» Source text:
* BEGIN *

The Lesson of History (vv. 5-29).—It is a magnificent conception of national election which the prophet here unfolds. It takes the form of a parallel between two desert scenes, one at the beginning and the other at the close of Israel's history. The first part of the chapter deals with the religious significance of the transactions in the wilderness of Sinai and the events in Egypt which were introductory to them. It starts from Jehovah's free choice of the people while they were still living as idolaters in Egypt. Jehovah there revealed Himself to them as their God, and entered into a covenant[52] with them; and [pg 176] the covenant included on the one hand the promise of the land of Canaan, and on the other hand a requirement that the people should separate themselves from all forms of idolatry whether native or Egyptian. “In the day that I chose Israel, ... and made Myself known to them in the land of Egypt, ... saying, I am Jehovah your God; in that day I lifted up My hand to them, to bring them out of the land of Egypt, into a land which I had sought out for them. And I said to them, Cast away each man the abomination of his eyes, and defile not yourselves with the block-gods of Egypt. I am Jehovah your God” (vv. 5-7). The point which Ezekiel specially emphasises is that this vocation to be the people of the true God was thrust on Israel without its consent, and that the revelation of Jehovah's purpose evoked no response in the heart of the people. By persistence in idolatry they had virtually renounced the kingship of Jehovah and forfeited their right to the fulfilment of the promise He had given them. And only from regard to His name, that it might not be profaned in the sight of the nations, before whose eyes He had made Himself known to them, did He turn from the purpose He had formed to destroy them in the land of Egypt.

In several respects this account of the occurrences in Egypt goes beyond what we learn from any other source. The historical books contain no reference to the prevalence of specifically Egyptian forms of idolatry among the Hebrews, nor do they mention any threat to exterminate the people for their rebellion. It is not to be supposed, however, that Ezekiel possessed other records of the period before the Exodus than those preserved in the Pentateuch. The fundamental conceptions are those attested by the history, that God first revealed Himself to Israel by the name Jehovah through Moses, and that the revelation was accompanied by a promise of deliverance [pg 177] from Egypt. That the people in spite of this revelation continued to worship idols is an inference from the whole of their subsequent history. And the conflict in the mind of Jehovah between anger against the people's sin and jealousy for His own name is not a matter of history at all, but is an inspired interpretation of the history in the light of the divine holiness, which embraces both these elements.

* END *

» Provided information:
* BEGIN *

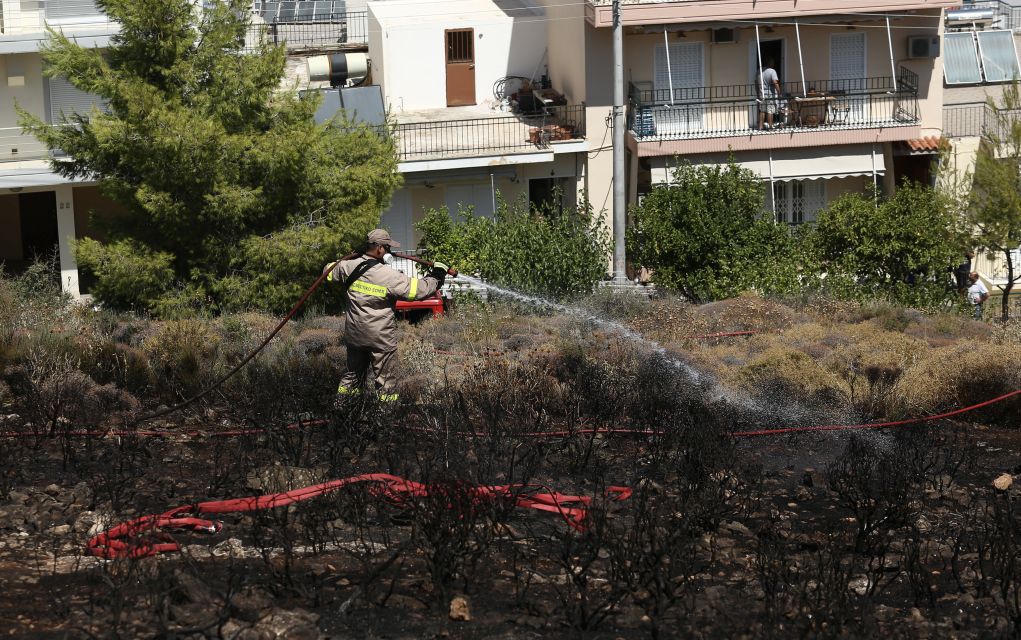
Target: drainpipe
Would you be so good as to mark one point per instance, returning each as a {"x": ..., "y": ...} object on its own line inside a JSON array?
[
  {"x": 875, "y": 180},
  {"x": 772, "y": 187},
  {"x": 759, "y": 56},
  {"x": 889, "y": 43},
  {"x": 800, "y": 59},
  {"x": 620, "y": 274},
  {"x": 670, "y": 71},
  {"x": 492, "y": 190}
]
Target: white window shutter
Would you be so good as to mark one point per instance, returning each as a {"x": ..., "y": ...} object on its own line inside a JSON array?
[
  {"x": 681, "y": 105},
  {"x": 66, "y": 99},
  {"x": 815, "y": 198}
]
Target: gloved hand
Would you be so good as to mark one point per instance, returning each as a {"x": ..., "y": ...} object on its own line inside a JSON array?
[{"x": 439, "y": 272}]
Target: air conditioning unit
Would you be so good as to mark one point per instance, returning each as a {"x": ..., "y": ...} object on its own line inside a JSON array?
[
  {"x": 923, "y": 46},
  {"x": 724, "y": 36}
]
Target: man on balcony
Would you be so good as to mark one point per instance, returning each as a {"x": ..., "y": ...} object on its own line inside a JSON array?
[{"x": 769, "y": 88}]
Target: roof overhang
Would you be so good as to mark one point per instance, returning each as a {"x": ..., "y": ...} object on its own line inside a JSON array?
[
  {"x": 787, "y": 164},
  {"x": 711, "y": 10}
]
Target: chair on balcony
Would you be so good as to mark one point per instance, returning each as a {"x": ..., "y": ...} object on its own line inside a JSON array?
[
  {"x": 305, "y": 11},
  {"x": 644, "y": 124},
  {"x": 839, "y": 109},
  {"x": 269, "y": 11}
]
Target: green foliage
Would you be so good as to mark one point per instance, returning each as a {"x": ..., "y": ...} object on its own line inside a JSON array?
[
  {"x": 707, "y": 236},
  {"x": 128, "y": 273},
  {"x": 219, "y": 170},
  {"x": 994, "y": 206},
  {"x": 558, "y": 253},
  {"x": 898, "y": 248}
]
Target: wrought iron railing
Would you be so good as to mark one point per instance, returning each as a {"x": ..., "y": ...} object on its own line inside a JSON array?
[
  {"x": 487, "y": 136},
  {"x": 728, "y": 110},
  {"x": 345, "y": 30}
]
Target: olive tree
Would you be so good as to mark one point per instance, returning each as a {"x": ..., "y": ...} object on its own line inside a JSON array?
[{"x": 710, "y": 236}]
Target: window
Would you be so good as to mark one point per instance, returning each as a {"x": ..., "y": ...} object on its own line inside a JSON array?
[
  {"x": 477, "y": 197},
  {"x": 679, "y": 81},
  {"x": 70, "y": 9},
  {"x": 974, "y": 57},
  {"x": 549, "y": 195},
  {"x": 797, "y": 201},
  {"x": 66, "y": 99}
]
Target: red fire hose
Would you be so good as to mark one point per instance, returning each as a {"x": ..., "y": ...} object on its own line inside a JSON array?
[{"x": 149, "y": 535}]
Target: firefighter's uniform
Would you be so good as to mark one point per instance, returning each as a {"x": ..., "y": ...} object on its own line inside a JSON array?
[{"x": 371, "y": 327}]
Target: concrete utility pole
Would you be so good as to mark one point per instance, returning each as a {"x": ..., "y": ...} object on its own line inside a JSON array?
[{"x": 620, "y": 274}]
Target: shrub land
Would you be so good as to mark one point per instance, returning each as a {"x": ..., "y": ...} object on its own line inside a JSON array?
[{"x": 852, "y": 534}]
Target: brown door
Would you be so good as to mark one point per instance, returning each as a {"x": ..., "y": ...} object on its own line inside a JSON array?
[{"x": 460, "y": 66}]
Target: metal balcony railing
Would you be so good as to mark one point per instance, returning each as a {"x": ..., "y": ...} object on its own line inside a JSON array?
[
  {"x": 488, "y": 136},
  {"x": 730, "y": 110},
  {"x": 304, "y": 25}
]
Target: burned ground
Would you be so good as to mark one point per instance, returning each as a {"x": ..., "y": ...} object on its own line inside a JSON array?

* END *

» Written task 1: How many lines in the rows above contain the string "balcony"? Case counts, and the reply should be only the number.
» Written task 2: Could you pick up the passage on Ezekiel's reading of Israel's early history after its last sentence and carry it on?

» Exercise response 1: 3

» Exercise response 2:
In the wilderness Israel entered on the second and decisive stage of its probation which falls into two acts, and whose determining factor was the legislation. To the generation of the Exodus Jehovah made known the way of life in a code of law which on its own intrinsic merits ought to have commended itself to their moral sense. The statutes and judgments that were then given were such that “if a man do them he shall live by them” (ver. 11). This thought of the essential goodness of the law as originally given reveals Ezekiel's view of God's relation to men. It derives its significance no doubt from the contrast with legislation of an opposite character afterwards mentioned. Yet even that contrast expresses a conviction in the prophet's mind that morality is not constituted by arbitrary enactments on the part of God, but that there are eternal conditions of ethical fellowship between God and man, and that the law first offered for Israel's acceptance was the embodiment of those ethical relations which flow from the nature of Jehovah. It is probable that Ezekiel has in view the moral precepts of the Decalogue. If so, it is instructive to notice that the Sabbath law is separately mentioned, not as one of the laws by which a man lives, but as a sign of the covenant between Jehovah and Israel. The divine purpose was again defeated by the idolatrous proclivities of the people: “They despised My judgments, and they did not walk in My statutes, and they profaned My Sabbaths, because their heart went after their idols” (ver. 16).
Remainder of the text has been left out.